SET TASK >>
Pictures stay out of the copy; restate everything else in the material exactly.

= = = =

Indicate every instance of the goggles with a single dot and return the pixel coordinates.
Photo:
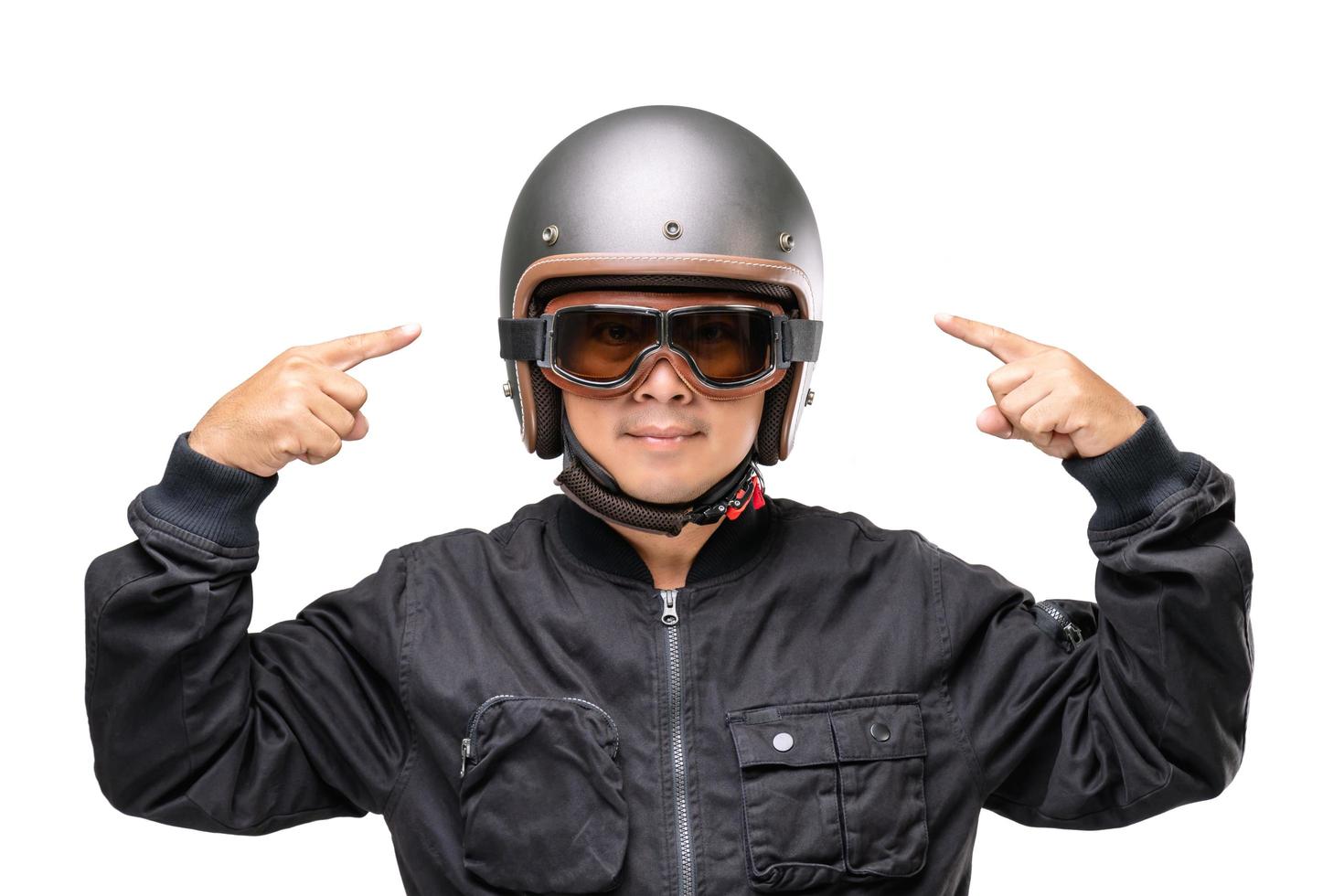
(603, 343)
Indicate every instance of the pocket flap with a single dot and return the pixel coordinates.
(887, 730)
(788, 739)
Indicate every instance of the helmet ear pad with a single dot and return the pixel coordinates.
(549, 402)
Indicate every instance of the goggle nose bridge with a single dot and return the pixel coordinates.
(664, 316)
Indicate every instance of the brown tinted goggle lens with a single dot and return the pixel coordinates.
(603, 346)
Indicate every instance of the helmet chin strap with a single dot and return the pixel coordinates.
(589, 484)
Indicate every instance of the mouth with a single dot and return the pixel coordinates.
(655, 437)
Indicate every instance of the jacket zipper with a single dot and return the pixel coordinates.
(1072, 633)
(686, 859)
(471, 732)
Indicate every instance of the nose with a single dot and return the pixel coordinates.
(663, 384)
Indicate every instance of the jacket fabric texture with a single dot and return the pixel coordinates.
(824, 706)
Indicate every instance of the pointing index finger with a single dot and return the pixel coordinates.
(1003, 344)
(348, 351)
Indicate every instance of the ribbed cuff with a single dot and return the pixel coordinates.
(208, 498)
(1131, 480)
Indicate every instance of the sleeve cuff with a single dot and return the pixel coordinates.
(208, 498)
(1131, 480)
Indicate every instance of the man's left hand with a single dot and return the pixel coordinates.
(1044, 395)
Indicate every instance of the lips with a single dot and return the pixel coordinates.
(651, 432)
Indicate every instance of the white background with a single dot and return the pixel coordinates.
(191, 188)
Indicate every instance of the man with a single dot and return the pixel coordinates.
(659, 680)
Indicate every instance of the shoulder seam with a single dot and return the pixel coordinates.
(964, 738)
(403, 684)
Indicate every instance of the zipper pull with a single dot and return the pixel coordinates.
(668, 606)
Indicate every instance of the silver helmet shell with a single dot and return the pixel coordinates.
(660, 197)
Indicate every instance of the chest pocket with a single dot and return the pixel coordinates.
(832, 790)
(543, 809)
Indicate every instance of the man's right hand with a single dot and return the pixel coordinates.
(302, 404)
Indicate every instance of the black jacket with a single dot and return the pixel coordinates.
(824, 704)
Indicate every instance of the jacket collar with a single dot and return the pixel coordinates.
(595, 543)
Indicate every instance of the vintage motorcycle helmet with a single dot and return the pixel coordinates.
(664, 199)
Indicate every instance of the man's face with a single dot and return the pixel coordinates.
(717, 434)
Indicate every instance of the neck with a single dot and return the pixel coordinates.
(668, 558)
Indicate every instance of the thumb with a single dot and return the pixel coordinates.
(994, 422)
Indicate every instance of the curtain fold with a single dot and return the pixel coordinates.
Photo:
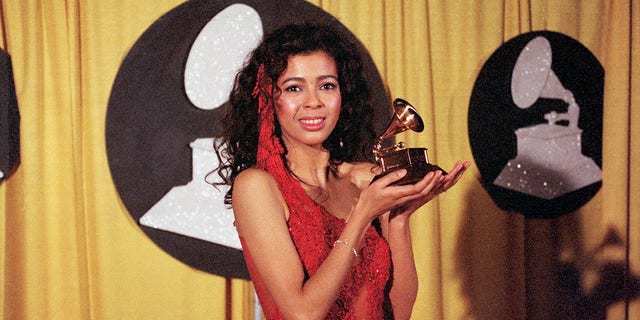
(70, 250)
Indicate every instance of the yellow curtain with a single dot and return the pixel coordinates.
(71, 251)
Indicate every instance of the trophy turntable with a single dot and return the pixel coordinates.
(396, 157)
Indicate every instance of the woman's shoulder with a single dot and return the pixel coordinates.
(359, 173)
(253, 178)
(254, 188)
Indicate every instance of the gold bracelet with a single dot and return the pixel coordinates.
(348, 244)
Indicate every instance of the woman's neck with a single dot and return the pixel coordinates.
(309, 164)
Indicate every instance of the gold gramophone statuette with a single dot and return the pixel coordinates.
(396, 157)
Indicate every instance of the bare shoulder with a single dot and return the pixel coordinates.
(257, 198)
(359, 173)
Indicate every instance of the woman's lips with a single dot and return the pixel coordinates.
(312, 124)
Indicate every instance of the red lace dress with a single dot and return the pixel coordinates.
(314, 230)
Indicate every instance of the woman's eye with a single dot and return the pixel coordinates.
(292, 89)
(328, 86)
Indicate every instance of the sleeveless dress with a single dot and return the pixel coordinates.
(313, 231)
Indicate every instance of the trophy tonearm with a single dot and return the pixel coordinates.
(396, 157)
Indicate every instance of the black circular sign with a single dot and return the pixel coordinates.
(151, 122)
(507, 139)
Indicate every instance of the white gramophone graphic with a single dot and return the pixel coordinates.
(196, 209)
(549, 161)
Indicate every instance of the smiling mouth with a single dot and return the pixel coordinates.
(312, 121)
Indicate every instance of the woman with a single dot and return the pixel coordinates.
(319, 240)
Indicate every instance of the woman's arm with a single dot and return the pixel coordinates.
(396, 226)
(261, 219)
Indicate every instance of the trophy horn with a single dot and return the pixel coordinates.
(405, 117)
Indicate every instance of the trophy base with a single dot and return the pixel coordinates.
(414, 174)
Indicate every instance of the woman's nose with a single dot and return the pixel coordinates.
(313, 99)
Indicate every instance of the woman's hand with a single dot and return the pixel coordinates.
(381, 196)
(433, 184)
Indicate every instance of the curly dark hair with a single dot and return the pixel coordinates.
(353, 137)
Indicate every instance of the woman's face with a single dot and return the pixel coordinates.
(308, 100)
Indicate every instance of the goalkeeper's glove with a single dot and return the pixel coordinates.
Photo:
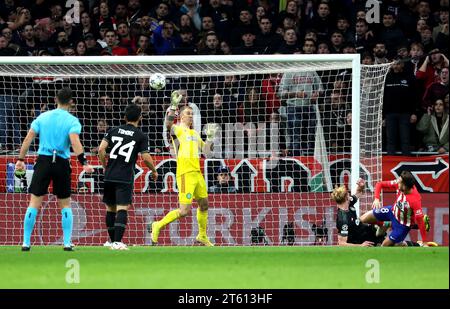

= = = =

RESULT FOR THIS EXERCISE >>
Indicate every instance of the goggles with a single dot and return the pixel coordinates.
Photo:
(603, 343)
Indicate every instance of the pocket flap with a single dot and return the pixel coordinates.
(887, 730)
(788, 739)
Indicate every instance of the helmet ear pad with a single dot and return the pixel coordinates.
(549, 402)
Indicate every instance of the goggle nose bridge with a single dot and return the pixel coordinates.
(664, 316)
Indicate every instance of the brown tinted goggle lens with a single dot and return the pixel coordinates.
(603, 346)
Indicate every instance of the helmet chin strap with a single dot and return the pixel coordinates.
(589, 484)
Indicate every instance of the mouth with a single dot and return the pixel coordinates.
(655, 437)
Indicate every instance of the jacket zipper with a single dot and return the pixel coordinates.
(1072, 633)
(686, 859)
(471, 732)
Indicate every instance of the nose with a single dot and return the pixel coordinates.
(663, 384)
Indicate every instance of the jacket fabric texture with a single dot and return the pixel coordinates.
(824, 706)
Indicate every instance of the pointing index finger with a single dot and return the pixel coordinates.
(1003, 344)
(348, 351)
Indicate every instance of the ribbed cuff with a single dot and return the pixel coordinates.
(208, 498)
(1131, 480)
Indicate every instance of the sleeve cuff with a single dot and return the pixel coordinates.
(208, 498)
(1131, 480)
Indicate every instance of the man's left hand with a single dot and return the pixel coordinates.
(1044, 395)
Indicate every instance of the lips with a single dot and return the pixel coordinates.
(651, 432)
Indicate every instance of the white background with a single dot and return the pixel coordinates.
(191, 188)
Indicate every instance of the man with a single dot and return the pixel coordinates.
(659, 680)
Indicate every instance of the shoulder seam with a single dot and return the pixel coordinates.
(964, 738)
(403, 684)
Indicate every instance of the zipper pull with a single dot and return the pixel coordinates.
(668, 606)
Indicate every instance of the silver helmet shell with a single dot and return the pixel coordinates.
(660, 197)
Indicate every instance of the chest pocket with a single dot and return the pixel coordinates.
(832, 790)
(543, 809)
Indicate every instance of the man's right hand with a single dot and return the pixel coordinates.
(302, 404)
Indicate every instance of the black jacket with a single dot and return the pixel coordinates.
(824, 704)
Indicate every instance of the jacket collar with a single dot and return the pixel coordinates.
(595, 543)
Indicate every instance of the vintage motorcycle helmet with a single dot and return the pixel coordinates.
(664, 199)
Indicate every instance of the man's face with a single dot and return the pixel coordinates.
(717, 434)
Indicate every instance of the neck with a single dot and return the pixel coordinates.
(668, 558)
Indicate every instance of the thumb with a single dot and return the pixel coordinates.
(994, 422)
Indicate every instance of the curtain fold with a single dot and return the pixel coordinates.
Photo:
(70, 250)
Indicate every instance of the yellow curtain with a single dot and return the pixel coordinates.
(71, 251)
Indicate every instance of the trophy turntable with a single dot and return the pixel coordinates.
(396, 157)
Indicate every instance of the woman's shoulder with a single dot and return the pixel coordinates.
(359, 173)
(253, 178)
(254, 188)
Indicate every instance of the gold bracelet with a single dot and return the pixel coordinates.
(348, 244)
Indicate every instance of the woman's neck with a single dot and return the pixel coordinates.
(309, 164)
Indicate every instance of the gold gramophone statuette with a single dot and return the pixel coordinates.
(396, 157)
Indicate every instance of the bare shoulder with a single dot and return the pixel coordinates.
(257, 198)
(359, 173)
Indicate every instance of the woman's lips with a single dot and return the pixel coordinates.
(312, 124)
Indicate every instance of the red lace dress with a single dot and return the pixel coordinates.
(314, 230)
Indicate every instance of the woman's eye with a single dot and return the pixel coordinates.
(292, 89)
(328, 86)
Indicate every instance of the sleeveless dress with a single dot and return the pixel coordinates.
(313, 231)
Indicate every instance of the trophy tonearm with a single dot and return the pixel coordinates.
(396, 157)
Indicate every instance of the black circular sign with a single dot and return the pixel coordinates.
(151, 122)
(507, 139)
Indicate every instance of the white gramophone graphic with a single dot and return the pixel coordinates.
(196, 209)
(549, 161)
Indicate every instance of the smiling mouth with a single dot and return the pixel coordinates.
(312, 121)
Indicate every instance of the woman with a single dot and return the pixel coordinates.
(319, 240)
Indicate every instance of the woman's arm with a single dot and return the pixel coordinates.
(396, 226)
(261, 219)
Indicate every instance of the trophy horn with a single dot and return the pixel coordinates.
(405, 117)
Indicate every instance of the trophy base with a single dot and return the pixel coordinates.
(414, 174)
Indicate every instance of the woman's nose with a single dot and return the pixel coordinates.
(313, 99)
Indicate every instance of the woman's hand with a single dot and return the pixel coordinates.
(381, 196)
(433, 184)
Indicate every instance of the curly dark hair with a single dot and return the pixel coordinates.
(353, 137)
Indicate every instance of the woman's face with a single dot and return the pixel coordinates.
(308, 100)
Indicate every instance of the goalkeeper's glove with a single dot and return the pixel coordinates.
Photo:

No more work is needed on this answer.